Texto fuente
Para nosotros, los cubanos, el Caballo, en mayúsculas, es un animal cabalístico, valga la cacofonía. Es una remisión constante e inevitable al número uno; al mejor, al que tiene en sus manos el poder para decidir y dilucidar el destino de todos; también referencia, eso sí, la capacidad corpórea que tienen los seres humanos para servir de asiento y cabalgadura a las entidades espirituales que nos agasajan con su compañía en tanto depositarias de la verdad de los oráculos, esos muertos vivientes que atrapados en un limbo de luces y sombras no se deciden aún a dar el salto definitivo al parnaso de los artistas, escritores e intelectuales universales.
Ahí se encuentra Rufo Caballero, no porque deba purgar alguna pena pendiente, sino porque su alma se resiste a desertar del plano de los que seguimos aquí y formamos parte del discipulado informal que él nunca se propuso gestar pero que, evidentemente, se apropió de sus ideas y métodos aun cuando nunca, es mi caso, me haya impartido clases.
La primera vez que lo vi en persona, de una sola pieza, frente a frente, nada de huesos, pura carne, vestía con una camisa rosada y una pantaloneta verde. O al revés, pero esa era la combinación, de colores imposibles, que asumía como cualquier otra presunción sobrehumana que valiese la pena.

Registros extraídos
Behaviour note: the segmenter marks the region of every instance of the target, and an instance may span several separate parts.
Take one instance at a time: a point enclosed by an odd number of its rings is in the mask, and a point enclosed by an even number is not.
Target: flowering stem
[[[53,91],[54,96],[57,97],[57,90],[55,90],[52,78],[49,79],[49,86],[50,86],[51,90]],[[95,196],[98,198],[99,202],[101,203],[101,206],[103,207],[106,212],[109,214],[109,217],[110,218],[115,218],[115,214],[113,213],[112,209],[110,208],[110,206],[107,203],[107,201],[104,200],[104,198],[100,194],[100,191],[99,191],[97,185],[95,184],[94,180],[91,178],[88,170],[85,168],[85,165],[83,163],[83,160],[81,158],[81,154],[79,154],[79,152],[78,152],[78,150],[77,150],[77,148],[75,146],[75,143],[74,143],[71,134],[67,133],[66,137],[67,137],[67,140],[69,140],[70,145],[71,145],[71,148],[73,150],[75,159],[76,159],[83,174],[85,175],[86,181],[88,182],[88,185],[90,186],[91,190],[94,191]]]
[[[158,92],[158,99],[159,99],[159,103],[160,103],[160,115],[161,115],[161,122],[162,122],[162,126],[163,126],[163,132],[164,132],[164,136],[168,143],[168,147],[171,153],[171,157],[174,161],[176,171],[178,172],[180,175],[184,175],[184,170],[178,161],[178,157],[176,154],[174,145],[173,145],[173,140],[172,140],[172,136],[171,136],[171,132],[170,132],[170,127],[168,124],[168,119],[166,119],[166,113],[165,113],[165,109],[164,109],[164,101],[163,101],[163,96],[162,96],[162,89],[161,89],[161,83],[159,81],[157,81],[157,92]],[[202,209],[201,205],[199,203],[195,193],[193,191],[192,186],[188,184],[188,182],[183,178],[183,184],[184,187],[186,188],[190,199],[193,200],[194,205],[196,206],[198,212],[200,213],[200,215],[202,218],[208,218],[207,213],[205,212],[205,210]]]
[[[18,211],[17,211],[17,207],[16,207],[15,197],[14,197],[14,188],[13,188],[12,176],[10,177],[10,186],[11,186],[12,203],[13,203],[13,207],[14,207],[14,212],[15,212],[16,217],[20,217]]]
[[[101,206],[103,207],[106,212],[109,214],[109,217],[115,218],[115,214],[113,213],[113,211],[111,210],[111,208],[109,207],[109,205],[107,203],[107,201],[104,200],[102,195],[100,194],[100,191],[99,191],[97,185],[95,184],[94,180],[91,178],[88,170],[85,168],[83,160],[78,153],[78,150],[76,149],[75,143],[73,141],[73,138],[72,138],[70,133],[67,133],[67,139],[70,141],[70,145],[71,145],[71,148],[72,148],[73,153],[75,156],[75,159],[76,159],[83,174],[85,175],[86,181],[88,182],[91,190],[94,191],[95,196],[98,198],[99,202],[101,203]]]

Objetivo 1
Traduce al inglés la siguiente oración del texto fuente: «La primera vez que lo vi en persona, de una sola pieza, frente a frente, nada de huesos, pura carne, vestía con una camisa rosada y una pantaloneta verde.»
Objetivo 2
Según el texto fuente, ¿a qué número remite de manera constante el Caballo para los cubanos?
Los registros provienen de un origen distinto al del texto.

Resultado del ejercicio 1
The first time I saw him in person, in one piece, face to face, no bones, pure flesh, he was wearing a pink shirt and green shorts.

Resultado del ejercicio 2
Al número uno.